[Exercices]
**1.** Répondez à ces questions sur le texte consacré aux extraits de Donizetti chantés par Nicola Alaimo.
(a) En quelle année date l'opéra Maria di Rohan ?
(b) Quels barytons accompagnent Nicola Alaimo dans l'extrait de Maria di Rohan ?
(c) Qui a créé le rôle de Torquato Tasso ?
**2.** Poursuivez, s'il vous plaît, le texte consacré aux extraits de Donizetti chantés par Nicola Alaimo, à partir de sa dernière phrase.

[Texte source]
───

Le baryton se livre à un autre challenge avec l’extrait de Maria di Rohan (1843), « Partì: brev’ora… Bella e di sol vestita… Ogni mio bene in te sperai », les scènes 4, 5 et 6 de l’acte 3, où Nicola Alaimo pour restituer l’ensemble de la scène, s’entoure des barytons Matteo Torcaso et Matteo Mancini et de la mezzo-soprano Ohla Smokolina.
On soulignera les magnifiques nuances et couleurs dont Nicola Alaimo pare les paroles dramatiques de Chevreuse avant qu’il n’éclate d’une folle colère, elle aussi parfaitement bien amenée, chaque phrase prenant sens dans le monologue désespéré. Le duo entre barytons qui suit en mode accéléré et décidé est tout à fait remarquable également d’autant que l’écriture de Donizetti qui préfigure clairement Verdi et ses passes d’arme ou joutes oratoires entre solistes, compose une scène d’anthologie où chacun a à cœur, orchestre compris, de restituer toute la tension du final, envolées lyriques des reprises de bel canto comprises. Quel héroïsme, quel élan, quelle beauté musicale !
Et c’est sans doute le dernier morceau choisi, ces cinq extraits de l’acte 3 du Torquato Tasso (1833), qui restituent le mieux, une vision générale et cohérente du final de l’œuvre, depuis cette introduction instrumentale très rythmée, soutenue et obsédante qui amène les premières paroles de Torquado Tasso « Qual son… ? Qual Fui… ? », un rôle magnifique créé par Giorgio Ronconi, qui sera également le premier Nabucco de Verdi quelques années plus tard en 1842.

───

[Données fournies]
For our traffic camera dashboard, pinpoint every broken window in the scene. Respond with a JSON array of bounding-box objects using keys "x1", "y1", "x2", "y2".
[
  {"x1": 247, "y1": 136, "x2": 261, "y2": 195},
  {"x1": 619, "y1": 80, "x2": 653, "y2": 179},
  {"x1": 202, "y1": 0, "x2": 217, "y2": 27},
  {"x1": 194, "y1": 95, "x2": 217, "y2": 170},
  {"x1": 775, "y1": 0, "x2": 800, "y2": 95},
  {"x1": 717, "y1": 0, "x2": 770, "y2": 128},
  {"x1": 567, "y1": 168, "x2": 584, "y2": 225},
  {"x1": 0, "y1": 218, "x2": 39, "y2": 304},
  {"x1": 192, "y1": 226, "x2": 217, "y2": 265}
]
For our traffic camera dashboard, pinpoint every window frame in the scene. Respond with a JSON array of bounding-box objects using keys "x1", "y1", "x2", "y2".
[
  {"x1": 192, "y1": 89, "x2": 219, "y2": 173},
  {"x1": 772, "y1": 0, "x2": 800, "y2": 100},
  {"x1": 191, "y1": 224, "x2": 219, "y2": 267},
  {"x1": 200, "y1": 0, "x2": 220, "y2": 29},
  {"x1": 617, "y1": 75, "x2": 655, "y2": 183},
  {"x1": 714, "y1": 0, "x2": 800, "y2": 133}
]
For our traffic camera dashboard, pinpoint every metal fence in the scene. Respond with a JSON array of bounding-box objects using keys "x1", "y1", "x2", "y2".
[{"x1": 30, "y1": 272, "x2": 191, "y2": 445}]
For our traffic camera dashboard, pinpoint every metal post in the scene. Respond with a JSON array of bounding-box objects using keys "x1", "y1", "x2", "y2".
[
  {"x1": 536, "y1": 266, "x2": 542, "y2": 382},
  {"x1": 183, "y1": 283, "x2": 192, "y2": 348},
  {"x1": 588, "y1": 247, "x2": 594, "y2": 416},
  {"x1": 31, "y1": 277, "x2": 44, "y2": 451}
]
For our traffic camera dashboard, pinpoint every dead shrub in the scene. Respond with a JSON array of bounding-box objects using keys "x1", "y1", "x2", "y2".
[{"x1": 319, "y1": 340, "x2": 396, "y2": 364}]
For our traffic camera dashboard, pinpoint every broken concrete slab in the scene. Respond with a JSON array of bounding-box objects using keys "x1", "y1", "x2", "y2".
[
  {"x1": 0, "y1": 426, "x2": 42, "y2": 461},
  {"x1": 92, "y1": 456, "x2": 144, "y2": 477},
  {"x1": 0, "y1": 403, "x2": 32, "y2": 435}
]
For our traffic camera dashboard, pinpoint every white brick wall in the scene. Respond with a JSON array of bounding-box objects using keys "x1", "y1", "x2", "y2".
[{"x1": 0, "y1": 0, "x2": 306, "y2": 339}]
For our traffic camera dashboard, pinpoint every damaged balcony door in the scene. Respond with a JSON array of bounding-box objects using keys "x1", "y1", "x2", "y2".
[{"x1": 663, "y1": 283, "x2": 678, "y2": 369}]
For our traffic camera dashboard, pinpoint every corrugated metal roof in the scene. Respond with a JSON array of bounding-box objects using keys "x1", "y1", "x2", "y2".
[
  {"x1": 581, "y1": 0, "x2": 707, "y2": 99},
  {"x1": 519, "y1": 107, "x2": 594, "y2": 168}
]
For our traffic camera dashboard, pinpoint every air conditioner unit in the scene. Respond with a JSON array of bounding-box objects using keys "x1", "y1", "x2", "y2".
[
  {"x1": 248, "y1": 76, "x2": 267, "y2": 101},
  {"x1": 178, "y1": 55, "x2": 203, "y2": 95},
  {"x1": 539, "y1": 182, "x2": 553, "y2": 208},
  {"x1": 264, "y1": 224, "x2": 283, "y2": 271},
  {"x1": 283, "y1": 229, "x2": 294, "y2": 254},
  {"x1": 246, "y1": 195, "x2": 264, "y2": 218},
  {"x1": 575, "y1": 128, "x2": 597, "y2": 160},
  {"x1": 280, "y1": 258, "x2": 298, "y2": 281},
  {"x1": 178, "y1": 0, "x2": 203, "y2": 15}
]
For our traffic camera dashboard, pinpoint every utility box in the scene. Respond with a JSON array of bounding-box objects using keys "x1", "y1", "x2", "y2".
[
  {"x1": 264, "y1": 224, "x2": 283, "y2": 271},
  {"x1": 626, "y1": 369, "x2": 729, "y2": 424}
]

───

[Réponses aux exercices]
**1.**
(a) 1843
(b) Matteo Torcaso et Matteo Mancini
(c) Giorgio Ronconi

**2.**
Et quel magnifique air que celui du poète dit Le Tasse, auteur célèbre de la Jérusalem délivrée, source d’inspiration de nombreux opéras de l’ère baroque. Suivent le long récit/aria « Varcato è un lustro…! E un anno…! E un anno ancora…! », la prière au legato impressionnant et émouvant « Parlerà. Ne’ sogni miei » et le court intermède des Chœurs « Piangesti assai, Torquato ». Et il est difficile de ne pas ressentir la peine immense du poète trahi puis sa colère et enfin sa résignation d’une tristesse insondable, dans le superbe « Tomba che chiude esanime » (Tombeau qui se ferme sans vie), qui referme l’album et où l’écriture musicale alterne sans cesse entre longues phrases musicales développées en soliste et courtes diatribes répétées par les Chœurs dans un ensemble magistralement interprété par tous les protagonistes.
On en frissonne. Et on peut écouter en boucle sans se lasser tant l’incarnation d’Alaimo est en tout point exceptionnelle.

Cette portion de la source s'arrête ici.